◆ Page text:
******
For an example of a metadata file, see here the metadata file used to replicate the analysis by Emerson et al. 2017.

YAML specification for importing data from files

Data import must be defined as a part of the YAML specification. The name is defined by the user. It can consist of letters, numbers and underscores. Under the dataset name key, the format of the data must be specified, as well as additional parameters under a key named params. Under format, any of the formats listed under Datasets may be filled in. Under params, the parameter path is always required when importing data from files. All the files must be stored in a single folder, and this folder must set through the parameter path.
******
◆ Instructions:
a) In the text on YAML data import, which parameter under params is always required when data comes from files?
b) Continue the text on YAML specifications for importing data, starting after its last sentence.
******
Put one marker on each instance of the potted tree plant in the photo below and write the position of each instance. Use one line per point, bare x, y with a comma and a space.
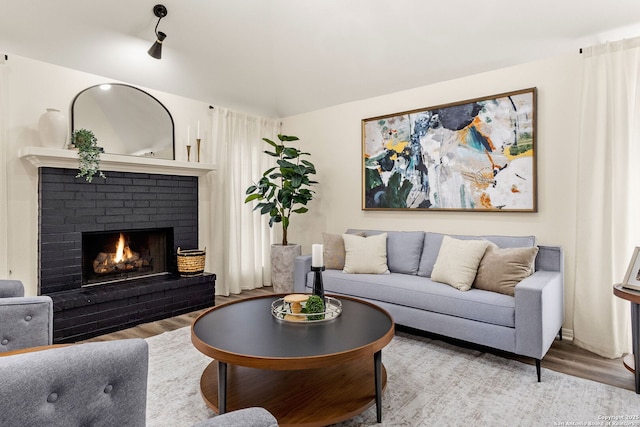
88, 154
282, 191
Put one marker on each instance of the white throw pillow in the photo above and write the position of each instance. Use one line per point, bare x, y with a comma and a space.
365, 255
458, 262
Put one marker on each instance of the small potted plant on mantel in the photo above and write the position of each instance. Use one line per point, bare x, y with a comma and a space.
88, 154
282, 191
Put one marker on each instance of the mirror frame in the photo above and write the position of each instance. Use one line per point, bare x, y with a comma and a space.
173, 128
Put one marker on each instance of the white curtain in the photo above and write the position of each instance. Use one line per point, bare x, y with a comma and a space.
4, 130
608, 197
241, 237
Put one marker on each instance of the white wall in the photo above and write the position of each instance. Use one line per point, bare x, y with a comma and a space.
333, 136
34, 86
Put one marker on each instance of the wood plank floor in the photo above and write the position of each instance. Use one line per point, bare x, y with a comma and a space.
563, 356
******
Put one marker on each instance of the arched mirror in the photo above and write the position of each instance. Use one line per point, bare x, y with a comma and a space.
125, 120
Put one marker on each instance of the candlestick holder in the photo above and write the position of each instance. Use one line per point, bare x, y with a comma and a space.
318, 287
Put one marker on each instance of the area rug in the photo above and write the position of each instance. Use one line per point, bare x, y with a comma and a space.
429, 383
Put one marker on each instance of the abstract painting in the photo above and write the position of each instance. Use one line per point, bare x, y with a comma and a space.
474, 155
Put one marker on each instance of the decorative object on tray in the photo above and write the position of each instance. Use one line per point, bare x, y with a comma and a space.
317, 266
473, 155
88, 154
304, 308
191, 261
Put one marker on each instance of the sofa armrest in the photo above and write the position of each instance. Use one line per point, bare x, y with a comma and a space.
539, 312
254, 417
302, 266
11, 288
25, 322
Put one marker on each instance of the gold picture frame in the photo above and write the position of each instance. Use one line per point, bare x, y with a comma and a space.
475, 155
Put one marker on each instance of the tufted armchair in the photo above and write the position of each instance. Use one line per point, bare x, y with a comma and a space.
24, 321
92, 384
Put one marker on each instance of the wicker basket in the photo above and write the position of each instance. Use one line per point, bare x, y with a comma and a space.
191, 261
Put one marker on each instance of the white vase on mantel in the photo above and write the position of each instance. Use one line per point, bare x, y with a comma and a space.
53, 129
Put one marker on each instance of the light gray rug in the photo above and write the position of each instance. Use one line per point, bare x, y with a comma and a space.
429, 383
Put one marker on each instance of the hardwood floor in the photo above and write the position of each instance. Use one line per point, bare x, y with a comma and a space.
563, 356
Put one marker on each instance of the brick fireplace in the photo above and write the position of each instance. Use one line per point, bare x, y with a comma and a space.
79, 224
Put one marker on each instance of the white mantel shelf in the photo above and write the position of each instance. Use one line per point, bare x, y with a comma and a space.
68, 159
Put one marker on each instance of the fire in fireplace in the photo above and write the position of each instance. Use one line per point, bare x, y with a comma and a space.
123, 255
******
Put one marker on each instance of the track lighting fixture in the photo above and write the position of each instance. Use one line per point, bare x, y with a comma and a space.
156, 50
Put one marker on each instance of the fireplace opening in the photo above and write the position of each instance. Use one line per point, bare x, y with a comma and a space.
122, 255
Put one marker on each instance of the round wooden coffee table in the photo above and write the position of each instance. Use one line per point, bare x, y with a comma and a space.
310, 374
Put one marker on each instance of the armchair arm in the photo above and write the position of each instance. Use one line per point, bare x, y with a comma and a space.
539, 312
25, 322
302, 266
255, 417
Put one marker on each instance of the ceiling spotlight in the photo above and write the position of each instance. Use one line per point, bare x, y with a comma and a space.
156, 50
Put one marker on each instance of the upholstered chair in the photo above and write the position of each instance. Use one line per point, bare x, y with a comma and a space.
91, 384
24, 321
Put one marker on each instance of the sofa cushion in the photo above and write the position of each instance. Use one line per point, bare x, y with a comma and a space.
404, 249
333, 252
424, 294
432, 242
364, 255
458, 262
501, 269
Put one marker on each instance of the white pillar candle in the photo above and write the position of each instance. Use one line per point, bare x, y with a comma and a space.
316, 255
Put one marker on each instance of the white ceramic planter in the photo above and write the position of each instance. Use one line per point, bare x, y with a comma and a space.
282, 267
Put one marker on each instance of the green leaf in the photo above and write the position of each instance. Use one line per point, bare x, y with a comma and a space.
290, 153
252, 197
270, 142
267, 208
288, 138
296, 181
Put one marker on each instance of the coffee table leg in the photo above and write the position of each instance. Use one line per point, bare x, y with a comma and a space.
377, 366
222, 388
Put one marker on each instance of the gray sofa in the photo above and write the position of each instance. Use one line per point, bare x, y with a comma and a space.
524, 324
******
◆ Results of the exercise:
a) The parameter path is always required.

b)
Here is an incomplete example specification using AIRR format:

definitions:
  datasets:
    my_dataset: # this is the name of the dataset we will use in the YAML specification
      format: AIRR
      params:
        path: path/to/data/
        ... # other import parameters will be specified here

Specifying params for repertoire dataset import

By default, it is assumed that a repertoire dataset should be imported. In this case, the path to the metadata_file must be specified. The metadata file is a .csv file which contains one repertoire (filename) per row, and the metadata labels for that repertoire. These metadata labels can be used as a prediction target when training ML models. For more details on structuring the metadata file, see What should the metadata file look like?. Note that only the repertoire files that are present in the metadata file will be imported.

Other parameters that are specific to the format may be specified under params as well, and are explained in more detail for each format under Datasets.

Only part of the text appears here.